#### Excerpt to read ####

This matters because card-not-present fraud is the main cause of chargebacks in ecommerce. When customers pay with digital wallets, their real card details never touch your system, which sharply reduces the risk of fraudulent transactions and the chargebacks that come after them.


3. Write clear return, refund, and cancellation policies

Some consumers see chargebacks as an easy way to get a refund without the hassle of a return, which is one form of friendly fraud. Clear return, refund, and cancellation policies can help you deal with that.

Spell out your policies clearly throughout checkout and ask customers to confirm them. Then reinforce them in post-purchase emails so everything stays transparent. Make returns and refunds simple and easy to access. When customers struggle to get support or face high return fees, chargebacks become more appealing.

It might sound counterintuitive, but making returns easy can cost less than losing the sale or managing a dispute. Smooth returns also improve your overall customer experience and lower the chance of chargebacks.


4. Write detailed, accurate product descriptions

A fair number of chargebacks happen because the product doesn't match the description or doesn't meet customer expectations.¹ Accurate and detailed product descriptions help customers make confident, informed purchase decisions, which can reduce your chargebacks.

####

— Required work —
1. According to the chargeback excerpt, what is the main cause of chargebacks in ecommerce?
2. List every kind of policy that the chargeback excerpt tells sellers to write clearly.

#### Data supplied ####

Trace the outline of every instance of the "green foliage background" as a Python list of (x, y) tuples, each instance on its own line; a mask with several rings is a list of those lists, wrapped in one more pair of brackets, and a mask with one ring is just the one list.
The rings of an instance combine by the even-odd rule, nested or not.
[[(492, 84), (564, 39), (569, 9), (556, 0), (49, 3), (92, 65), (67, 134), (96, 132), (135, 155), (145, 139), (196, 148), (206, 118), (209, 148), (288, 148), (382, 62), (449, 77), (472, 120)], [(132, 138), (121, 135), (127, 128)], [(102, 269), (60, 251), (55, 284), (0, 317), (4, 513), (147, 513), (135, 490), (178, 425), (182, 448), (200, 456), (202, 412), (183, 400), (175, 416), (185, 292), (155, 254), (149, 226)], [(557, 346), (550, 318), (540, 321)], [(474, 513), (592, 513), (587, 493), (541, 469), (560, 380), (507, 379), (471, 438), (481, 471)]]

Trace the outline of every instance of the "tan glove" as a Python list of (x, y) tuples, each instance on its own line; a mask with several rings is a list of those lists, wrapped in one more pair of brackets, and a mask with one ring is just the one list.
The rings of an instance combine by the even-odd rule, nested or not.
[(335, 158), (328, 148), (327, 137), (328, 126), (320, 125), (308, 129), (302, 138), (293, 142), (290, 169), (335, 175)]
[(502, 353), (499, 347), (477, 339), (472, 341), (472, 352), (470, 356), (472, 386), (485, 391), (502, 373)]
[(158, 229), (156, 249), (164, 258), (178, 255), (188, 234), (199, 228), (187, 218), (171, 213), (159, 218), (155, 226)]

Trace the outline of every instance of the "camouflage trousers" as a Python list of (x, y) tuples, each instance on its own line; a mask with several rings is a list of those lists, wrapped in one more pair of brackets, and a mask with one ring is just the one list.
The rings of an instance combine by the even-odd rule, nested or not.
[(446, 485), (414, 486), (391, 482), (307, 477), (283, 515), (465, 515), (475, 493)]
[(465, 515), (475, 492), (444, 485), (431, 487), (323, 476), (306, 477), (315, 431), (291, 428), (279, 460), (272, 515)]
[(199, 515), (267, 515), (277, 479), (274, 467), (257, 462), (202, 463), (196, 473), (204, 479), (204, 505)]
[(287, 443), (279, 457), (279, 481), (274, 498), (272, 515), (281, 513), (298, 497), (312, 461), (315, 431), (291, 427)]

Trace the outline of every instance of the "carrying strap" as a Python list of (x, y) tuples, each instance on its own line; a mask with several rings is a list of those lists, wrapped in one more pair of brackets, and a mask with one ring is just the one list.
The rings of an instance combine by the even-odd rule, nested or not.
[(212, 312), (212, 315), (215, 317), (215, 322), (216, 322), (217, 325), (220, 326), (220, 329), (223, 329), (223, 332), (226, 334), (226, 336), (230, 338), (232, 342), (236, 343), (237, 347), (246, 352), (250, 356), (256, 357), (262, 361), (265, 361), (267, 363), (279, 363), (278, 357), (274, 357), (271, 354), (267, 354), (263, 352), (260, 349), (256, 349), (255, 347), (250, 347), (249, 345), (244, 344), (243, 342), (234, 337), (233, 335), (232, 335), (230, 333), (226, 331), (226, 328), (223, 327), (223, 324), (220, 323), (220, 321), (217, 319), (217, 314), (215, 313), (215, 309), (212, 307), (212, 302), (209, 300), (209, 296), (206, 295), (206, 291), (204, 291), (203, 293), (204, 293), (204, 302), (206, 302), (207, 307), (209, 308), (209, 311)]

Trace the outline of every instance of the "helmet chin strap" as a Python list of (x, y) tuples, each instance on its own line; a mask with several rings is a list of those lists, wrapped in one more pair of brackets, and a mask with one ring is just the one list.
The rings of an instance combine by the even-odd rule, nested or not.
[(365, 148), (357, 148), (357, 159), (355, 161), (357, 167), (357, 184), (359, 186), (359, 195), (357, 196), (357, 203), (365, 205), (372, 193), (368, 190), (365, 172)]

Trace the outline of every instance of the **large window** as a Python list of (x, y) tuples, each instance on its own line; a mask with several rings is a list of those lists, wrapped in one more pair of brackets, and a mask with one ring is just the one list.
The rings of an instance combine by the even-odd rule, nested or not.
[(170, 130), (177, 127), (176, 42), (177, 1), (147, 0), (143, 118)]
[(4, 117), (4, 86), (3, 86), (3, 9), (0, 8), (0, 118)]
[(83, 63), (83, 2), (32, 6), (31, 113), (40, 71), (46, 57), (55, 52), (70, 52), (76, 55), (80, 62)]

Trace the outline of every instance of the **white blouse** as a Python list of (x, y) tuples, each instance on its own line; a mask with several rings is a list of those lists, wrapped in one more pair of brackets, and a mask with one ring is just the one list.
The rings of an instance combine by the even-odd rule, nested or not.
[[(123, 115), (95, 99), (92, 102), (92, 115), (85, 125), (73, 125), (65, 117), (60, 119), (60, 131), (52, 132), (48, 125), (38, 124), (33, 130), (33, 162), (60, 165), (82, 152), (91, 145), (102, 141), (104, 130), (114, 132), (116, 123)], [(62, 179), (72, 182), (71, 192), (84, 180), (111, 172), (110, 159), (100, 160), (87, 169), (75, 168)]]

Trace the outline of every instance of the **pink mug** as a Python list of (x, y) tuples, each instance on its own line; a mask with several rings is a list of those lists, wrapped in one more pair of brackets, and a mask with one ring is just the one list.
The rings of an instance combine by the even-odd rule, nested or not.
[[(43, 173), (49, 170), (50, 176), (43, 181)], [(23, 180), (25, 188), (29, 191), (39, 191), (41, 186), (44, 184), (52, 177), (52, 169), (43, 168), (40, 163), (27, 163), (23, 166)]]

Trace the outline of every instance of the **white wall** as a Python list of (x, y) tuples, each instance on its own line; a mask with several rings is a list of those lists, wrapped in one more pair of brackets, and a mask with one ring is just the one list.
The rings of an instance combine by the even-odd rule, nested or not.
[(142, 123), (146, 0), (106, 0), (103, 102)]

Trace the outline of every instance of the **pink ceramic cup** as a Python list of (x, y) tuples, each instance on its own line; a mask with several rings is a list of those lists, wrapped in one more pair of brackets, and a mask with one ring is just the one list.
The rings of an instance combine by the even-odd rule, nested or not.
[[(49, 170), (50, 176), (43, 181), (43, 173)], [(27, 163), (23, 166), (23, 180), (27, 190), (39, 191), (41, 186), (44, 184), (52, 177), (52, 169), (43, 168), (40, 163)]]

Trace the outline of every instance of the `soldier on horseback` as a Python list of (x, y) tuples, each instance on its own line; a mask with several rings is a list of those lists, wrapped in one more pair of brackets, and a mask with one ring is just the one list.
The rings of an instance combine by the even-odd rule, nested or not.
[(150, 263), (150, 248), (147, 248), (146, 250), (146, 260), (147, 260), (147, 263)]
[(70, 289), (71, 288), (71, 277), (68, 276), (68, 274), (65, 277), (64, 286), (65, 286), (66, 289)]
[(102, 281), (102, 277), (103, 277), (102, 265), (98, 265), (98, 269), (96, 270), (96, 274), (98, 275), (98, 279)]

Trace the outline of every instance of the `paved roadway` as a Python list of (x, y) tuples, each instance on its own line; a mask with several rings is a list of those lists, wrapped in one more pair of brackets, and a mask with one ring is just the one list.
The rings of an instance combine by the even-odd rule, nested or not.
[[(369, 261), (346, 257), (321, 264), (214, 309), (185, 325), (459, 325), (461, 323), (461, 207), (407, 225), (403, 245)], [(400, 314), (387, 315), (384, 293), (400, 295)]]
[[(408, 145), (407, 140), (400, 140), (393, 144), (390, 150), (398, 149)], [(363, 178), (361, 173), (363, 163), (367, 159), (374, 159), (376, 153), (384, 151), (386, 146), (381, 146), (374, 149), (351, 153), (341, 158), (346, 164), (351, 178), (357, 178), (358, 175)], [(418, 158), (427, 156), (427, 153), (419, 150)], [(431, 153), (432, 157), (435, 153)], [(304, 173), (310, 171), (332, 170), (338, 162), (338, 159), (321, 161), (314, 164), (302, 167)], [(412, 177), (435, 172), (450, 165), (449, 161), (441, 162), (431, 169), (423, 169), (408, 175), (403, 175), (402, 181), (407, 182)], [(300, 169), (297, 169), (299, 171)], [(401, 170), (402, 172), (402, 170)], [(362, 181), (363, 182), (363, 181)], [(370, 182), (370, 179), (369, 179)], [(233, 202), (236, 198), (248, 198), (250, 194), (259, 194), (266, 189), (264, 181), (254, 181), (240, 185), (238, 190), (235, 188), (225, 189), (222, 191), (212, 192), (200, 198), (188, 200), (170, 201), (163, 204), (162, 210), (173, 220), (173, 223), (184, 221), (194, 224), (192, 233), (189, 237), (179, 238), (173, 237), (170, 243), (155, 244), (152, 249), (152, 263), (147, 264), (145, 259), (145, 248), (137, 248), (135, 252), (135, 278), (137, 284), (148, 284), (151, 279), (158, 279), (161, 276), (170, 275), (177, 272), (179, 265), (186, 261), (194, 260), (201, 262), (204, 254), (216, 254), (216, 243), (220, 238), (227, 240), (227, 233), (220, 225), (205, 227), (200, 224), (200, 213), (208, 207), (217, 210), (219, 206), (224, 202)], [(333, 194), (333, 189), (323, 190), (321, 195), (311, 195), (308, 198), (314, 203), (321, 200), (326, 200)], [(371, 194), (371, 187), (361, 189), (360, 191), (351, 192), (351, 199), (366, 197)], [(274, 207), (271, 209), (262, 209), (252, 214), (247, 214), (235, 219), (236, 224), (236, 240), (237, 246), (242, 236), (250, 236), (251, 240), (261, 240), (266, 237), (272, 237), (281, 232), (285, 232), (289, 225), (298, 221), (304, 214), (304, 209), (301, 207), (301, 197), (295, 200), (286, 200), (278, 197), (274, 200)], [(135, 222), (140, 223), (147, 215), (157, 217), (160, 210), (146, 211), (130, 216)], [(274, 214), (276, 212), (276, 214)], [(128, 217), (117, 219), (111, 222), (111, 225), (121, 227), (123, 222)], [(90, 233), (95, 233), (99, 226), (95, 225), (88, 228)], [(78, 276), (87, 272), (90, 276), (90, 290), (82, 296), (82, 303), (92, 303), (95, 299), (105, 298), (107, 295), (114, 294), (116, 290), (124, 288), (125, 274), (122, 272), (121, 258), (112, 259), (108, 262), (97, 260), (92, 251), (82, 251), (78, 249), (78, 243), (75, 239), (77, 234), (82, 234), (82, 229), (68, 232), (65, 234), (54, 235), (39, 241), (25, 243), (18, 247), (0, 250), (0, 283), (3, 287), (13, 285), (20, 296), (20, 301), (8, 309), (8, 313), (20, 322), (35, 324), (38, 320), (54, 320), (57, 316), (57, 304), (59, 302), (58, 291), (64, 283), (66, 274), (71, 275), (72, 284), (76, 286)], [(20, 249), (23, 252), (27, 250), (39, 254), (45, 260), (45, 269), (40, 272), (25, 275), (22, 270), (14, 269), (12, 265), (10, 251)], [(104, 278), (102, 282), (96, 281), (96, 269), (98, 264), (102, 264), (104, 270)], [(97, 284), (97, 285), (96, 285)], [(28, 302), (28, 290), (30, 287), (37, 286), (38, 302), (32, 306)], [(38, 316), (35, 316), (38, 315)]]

####

— Answers to the exercises —
1. Card-not-present fraud.

2. Return, refund, and cancellation policies.